* WORK REQUEST *
Transcribe the stretch of the text on Darwin and Patrick Matthew from "We have had" through "be very rewarding.".

TEXT EXCERPT below:

Denyse O'Leary apparently has a soft spot for Australians. Not only David Stove, but also Hiram Caton: Aussie poli sci prof: Darwin's main claim to fame was his social status.
O'Leary quotes Caton:
... Darwin's celebrated book did not deliver an earth-shaking new vision of nature, as creationists believe. The Origin of Species came nowhere close to the bestseller list. It sold about one-third as many copies as did Vestiges. Darwin's main claim to novelty, the discovery of natural selection as the mechanism of evolution, was implicit in Spencer's theory and indeed had been clearly stated three decades previously by the Scot Patrick Matthew, who aptly styled it "the natural law of selection".
We have had creationists tell us that Darwin really stole all his Darwinist ideas from the creationist Edward Blyth, and now we are told that natural selection really was invented by the Scot Patrick Matthew. Who can we trust these days?
Looking up Patrick Matthew on Wikipedia proved to be very rewarding.
Matthew, who was a fruit grower and therefore knowledgeable about trees, published in 1831 a book, On Naval Timber and Arboriculture, in which he made this observation:
There is a law universal in nature, tending to render every reproductive being the best possible suited to its condition that its kind, or organized matter, is susceptible of, which appears intended to model the physical and mental or instinctive powers to their highest perfection and to continue them so. This law sustains the lion in his strength, the hare in her swiftness, and the fox in his wiles. As nature, in all her modifications of life, has a power of increase far beyond what is needed to supply the place of what falls by Time's decay, those individuals who possess not the requisite strength, swiftness, hardihood, or cunning, fall prematurely without reproducing—either a prey to their natural devourers, or sinking under disease, generally induced by want of nourishment, their place being occupied by the more perfect of their own kind, who are pressing on the means of subsistence . . .

End of TEXT EXCERPT.
DATASET EXCERPTS below:

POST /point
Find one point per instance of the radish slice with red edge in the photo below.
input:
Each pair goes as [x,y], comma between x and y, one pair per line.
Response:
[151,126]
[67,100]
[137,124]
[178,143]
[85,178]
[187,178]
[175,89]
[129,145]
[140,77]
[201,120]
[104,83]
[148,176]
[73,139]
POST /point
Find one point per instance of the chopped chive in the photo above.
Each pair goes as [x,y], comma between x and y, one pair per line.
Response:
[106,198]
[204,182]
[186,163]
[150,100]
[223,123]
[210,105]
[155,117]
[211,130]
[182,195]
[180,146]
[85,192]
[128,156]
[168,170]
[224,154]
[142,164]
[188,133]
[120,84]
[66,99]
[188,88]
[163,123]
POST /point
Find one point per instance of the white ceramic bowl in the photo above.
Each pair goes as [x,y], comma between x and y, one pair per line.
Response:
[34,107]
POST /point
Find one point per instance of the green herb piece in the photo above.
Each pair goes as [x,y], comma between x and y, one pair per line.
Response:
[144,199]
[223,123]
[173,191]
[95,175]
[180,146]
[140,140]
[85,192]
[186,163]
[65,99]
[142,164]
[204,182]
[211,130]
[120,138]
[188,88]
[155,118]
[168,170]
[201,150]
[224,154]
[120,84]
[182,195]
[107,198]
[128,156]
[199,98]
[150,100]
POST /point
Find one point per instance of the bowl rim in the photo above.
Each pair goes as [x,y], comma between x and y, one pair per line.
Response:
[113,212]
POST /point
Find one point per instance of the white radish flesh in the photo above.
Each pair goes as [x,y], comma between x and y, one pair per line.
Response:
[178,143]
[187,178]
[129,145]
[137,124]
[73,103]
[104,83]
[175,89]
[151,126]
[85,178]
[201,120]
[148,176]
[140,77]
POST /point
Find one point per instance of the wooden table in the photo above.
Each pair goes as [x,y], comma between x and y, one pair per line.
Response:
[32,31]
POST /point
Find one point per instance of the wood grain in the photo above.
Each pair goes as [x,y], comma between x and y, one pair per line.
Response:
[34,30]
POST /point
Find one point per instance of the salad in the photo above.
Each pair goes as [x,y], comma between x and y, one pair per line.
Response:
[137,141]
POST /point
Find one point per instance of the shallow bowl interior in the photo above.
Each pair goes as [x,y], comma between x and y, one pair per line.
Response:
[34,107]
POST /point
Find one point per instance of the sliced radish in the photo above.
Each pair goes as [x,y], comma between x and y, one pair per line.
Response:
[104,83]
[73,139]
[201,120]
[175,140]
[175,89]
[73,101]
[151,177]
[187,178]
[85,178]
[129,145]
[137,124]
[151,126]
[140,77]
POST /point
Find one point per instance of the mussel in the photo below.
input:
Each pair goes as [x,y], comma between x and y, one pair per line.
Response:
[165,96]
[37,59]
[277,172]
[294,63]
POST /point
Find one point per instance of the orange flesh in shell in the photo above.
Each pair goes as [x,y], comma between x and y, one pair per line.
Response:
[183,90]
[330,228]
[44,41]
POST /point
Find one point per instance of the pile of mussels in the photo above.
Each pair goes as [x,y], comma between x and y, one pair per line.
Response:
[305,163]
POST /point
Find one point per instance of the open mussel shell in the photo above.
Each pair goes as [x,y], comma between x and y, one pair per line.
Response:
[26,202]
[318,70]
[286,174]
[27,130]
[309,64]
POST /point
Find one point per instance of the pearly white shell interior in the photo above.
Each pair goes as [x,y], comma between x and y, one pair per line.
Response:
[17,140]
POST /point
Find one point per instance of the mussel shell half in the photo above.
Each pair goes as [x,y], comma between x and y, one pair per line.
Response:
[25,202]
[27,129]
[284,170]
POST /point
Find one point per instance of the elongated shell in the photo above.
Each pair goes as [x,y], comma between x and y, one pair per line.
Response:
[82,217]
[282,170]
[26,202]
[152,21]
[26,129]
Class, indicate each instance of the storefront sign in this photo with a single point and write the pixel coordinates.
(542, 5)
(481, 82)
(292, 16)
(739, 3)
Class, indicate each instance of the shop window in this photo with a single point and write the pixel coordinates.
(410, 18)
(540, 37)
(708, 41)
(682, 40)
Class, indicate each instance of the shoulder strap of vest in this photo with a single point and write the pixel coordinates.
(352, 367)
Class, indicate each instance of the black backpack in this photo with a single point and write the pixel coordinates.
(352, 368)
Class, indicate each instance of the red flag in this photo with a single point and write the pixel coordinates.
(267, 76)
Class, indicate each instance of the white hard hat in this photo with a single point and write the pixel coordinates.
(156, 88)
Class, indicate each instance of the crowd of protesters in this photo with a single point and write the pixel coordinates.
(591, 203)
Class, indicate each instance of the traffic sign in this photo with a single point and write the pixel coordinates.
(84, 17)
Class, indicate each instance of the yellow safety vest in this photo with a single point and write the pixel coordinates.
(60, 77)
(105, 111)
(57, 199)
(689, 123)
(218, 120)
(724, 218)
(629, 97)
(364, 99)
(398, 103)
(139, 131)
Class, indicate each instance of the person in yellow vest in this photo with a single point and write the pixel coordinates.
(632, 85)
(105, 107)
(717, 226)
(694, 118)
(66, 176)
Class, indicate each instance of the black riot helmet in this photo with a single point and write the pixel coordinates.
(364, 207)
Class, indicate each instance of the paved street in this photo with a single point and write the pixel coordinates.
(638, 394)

End of DATASET EXCERPTS.

* OUTPUT *
We have had creationists tell us that Darwin really stole all his Darwinist ideas from the creationist Edward Blyth, and now we are told that natural selection really was invented by the Scot Patrick Matthew. Who can we trust these days?
Looking up Patrick Matthew on Wikipedia proved to be very rewarding.